**QUOTED TEXT:**
* begin *

She worked for the Swanson food processing company, keen to find ways to keep busy after the business of supplying rations to US troops had dried up.
But of course the TV dinner was only part of a panoply of changes, wrought by the availability of freezers, microwaves, preservatives and production lines.
Food had been perhaps the last cottage industry: something that would overwhelmingly be produced in the home.
But food preparation has been industrialised - outsourced to restaurants and takeaways and to factories that prepare ready-to-eat or ready-to-cook meals.
And the invention of the industrial meal - in all its forms - has led to a profound shift in the modern economy.
How we spend on food is changing.
American families spend increasingly more outside the home - on fast food, restaurant meals, sandwiches and snacks. Only a quarter of food spending was outside the home in the 1960s.
That has steadily risen over time and in 2015 a landmark was reached: for the first time, Americans spent more on food and drink outside the home than at grocery stores. The British passed that particular milestone more than a decade earlier.
Even within the home, food is increasingly processed to save the chef time and effort: bagged chopped salad, pre-grated cheese, jars of pasta sauce, individual permeable tea bags, meatballs doused in sauce and chicken that comes plucked and gutted.
Each new innovation would seem bizarre to the older generation.
I have never plucked a chicken and perhaps my children will never chop salad. All this saves time - serious amounts of time.

* end *

Reproduce the part of the passage on industrialized food that begins at the words "How we spend" and stops after the words "plucked and gutted.". The records are separate material and have no connection to the passage on industrialized food.

**RAW RECORDS:**

* begin *

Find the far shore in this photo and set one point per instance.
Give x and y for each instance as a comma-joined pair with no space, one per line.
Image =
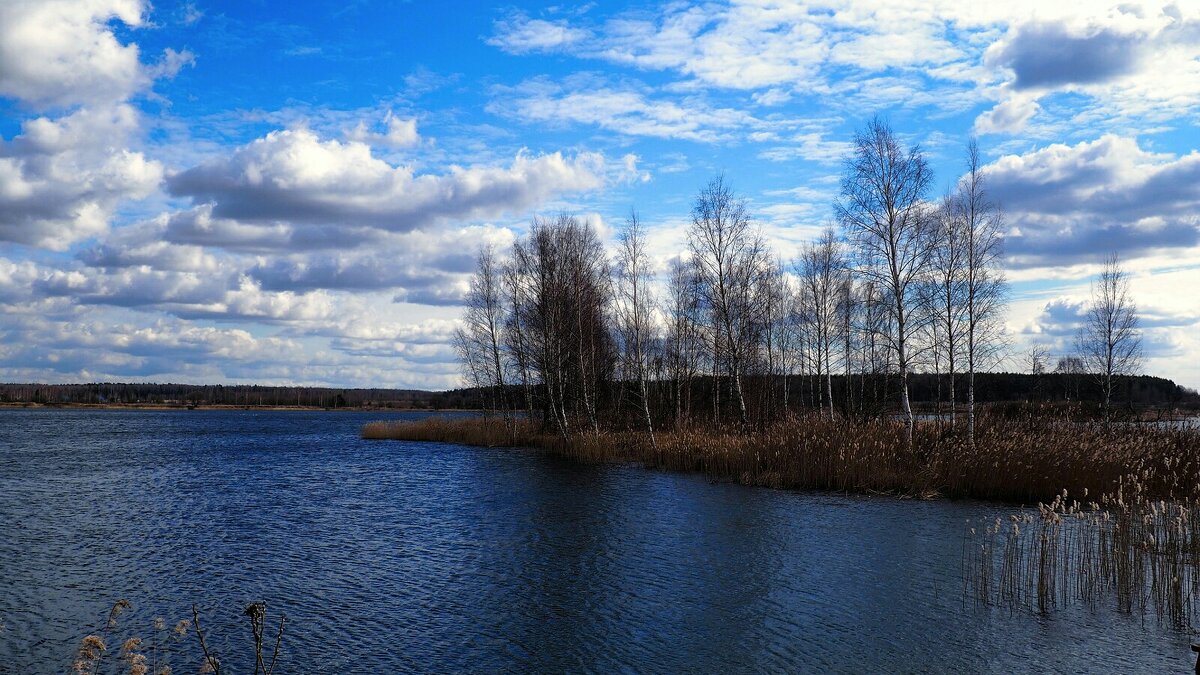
219,407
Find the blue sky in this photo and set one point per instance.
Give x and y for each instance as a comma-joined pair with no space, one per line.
292,193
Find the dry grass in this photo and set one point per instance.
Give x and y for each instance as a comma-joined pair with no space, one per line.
162,651
1135,541
1024,459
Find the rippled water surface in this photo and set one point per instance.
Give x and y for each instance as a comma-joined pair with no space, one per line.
393,556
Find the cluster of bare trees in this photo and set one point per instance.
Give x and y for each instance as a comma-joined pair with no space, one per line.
731,333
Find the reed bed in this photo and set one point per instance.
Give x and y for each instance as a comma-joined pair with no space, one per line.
1021,459
1137,553
1134,543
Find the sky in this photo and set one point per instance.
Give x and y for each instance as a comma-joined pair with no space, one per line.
294,192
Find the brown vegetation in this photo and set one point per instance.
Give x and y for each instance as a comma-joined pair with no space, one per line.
1021,458
157,655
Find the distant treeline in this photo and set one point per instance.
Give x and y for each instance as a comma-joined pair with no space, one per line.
112,393
871,394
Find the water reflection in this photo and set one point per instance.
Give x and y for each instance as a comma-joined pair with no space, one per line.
425,557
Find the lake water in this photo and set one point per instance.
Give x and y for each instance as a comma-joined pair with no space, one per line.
391,556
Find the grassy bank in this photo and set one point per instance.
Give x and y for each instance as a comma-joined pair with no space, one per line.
1017,458
1114,502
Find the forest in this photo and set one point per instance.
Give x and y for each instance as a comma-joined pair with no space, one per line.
901,300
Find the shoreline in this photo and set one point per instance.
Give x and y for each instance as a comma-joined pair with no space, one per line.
1020,461
187,407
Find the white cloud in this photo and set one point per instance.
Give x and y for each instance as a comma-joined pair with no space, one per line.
1068,204
1011,115
292,179
399,132
63,53
61,179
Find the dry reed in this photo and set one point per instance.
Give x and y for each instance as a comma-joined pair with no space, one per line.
1135,542
133,653
1024,460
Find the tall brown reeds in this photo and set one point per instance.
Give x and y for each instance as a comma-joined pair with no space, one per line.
1134,542
1023,459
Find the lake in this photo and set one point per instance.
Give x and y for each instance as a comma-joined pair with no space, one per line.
393,556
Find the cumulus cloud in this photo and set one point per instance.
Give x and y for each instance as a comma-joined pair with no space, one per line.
1007,117
1053,54
419,267
1075,203
61,179
618,108
65,52
397,132
945,54
292,179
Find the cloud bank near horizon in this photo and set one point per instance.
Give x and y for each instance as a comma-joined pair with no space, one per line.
167,213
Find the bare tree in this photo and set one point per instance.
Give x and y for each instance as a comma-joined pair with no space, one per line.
883,211
984,282
635,308
821,269
564,292
1036,358
729,258
684,341
948,292
1109,341
479,340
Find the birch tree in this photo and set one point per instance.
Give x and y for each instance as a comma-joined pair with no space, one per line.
984,281
727,256
883,213
635,309
1109,341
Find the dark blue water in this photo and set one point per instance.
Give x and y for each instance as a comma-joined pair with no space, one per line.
390,556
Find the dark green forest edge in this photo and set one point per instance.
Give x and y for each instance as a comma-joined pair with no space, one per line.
807,374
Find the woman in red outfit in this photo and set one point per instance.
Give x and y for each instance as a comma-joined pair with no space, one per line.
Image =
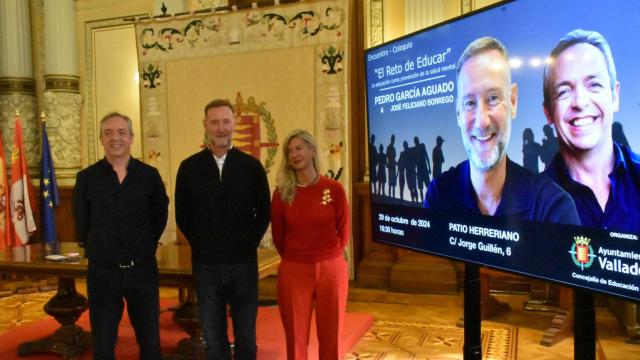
310,226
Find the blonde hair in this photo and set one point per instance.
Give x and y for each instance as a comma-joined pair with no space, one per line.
286,177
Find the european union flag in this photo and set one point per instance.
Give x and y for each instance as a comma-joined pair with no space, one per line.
48,191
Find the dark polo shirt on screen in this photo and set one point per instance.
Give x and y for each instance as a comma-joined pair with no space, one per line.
622,211
525,195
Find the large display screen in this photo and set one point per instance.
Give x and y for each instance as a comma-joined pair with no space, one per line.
506,138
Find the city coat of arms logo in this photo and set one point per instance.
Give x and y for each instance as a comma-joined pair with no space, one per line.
582,253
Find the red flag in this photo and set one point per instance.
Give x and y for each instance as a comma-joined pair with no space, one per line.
5,212
21,192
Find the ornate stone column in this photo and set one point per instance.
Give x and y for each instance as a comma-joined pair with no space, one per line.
17,86
62,101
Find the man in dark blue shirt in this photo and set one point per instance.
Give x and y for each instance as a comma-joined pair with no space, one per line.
120,211
581,94
489,183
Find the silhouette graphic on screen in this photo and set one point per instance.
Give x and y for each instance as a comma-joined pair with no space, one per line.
438,157
410,170
423,166
381,161
531,151
373,155
617,133
402,165
549,146
391,166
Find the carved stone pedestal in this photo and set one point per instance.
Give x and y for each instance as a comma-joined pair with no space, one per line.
70,340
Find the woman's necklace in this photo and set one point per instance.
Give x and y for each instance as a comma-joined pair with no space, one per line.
315,180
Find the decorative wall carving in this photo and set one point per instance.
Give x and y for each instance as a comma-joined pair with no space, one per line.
322,24
63,127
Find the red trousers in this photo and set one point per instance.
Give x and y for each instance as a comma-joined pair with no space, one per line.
300,285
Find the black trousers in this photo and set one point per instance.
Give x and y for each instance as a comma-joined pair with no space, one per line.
108,286
236,285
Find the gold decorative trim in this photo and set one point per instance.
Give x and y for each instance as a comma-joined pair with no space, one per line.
65,83
9,85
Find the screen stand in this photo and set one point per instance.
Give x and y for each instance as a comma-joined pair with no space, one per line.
584,326
472,345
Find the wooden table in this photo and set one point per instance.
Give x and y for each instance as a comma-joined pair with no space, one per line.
66,306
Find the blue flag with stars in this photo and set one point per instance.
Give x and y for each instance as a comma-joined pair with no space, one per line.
49,199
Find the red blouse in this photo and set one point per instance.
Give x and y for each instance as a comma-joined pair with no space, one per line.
315,226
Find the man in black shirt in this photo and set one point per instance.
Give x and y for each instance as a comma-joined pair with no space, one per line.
120,210
222,207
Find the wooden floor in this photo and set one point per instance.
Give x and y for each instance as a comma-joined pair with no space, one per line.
448,309
422,308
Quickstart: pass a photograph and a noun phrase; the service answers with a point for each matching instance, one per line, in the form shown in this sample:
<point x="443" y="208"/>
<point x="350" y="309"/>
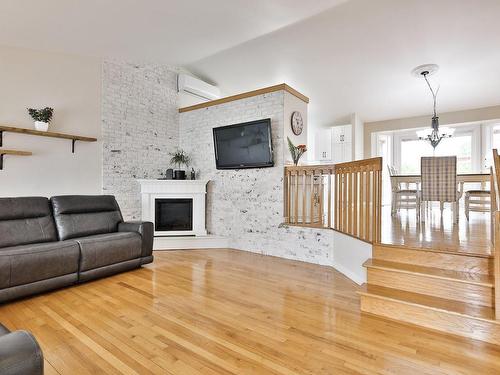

* end *

**SOLVED PROBLEM:**
How we spend on food is changing.
American families spend increasingly more outside the home - on fast food, restaurant meals, sandwiches and snacks. Only a quarter of food spending was outside the home in the 1960s.
That has steadily risen over time and in 2015 a landmark was reached: for the first time, Americans spent more on food and drink outside the home than at grocery stores. The British passed that particular milestone more than a decade earlier.
Even within the home, food is increasingly processed to save the chef time and effort: bagged chopped salad, pre-grated cheese, jars of pasta sauce, individual permeable tea bags, meatballs doused in sauce and chicken that comes plucked and gutted.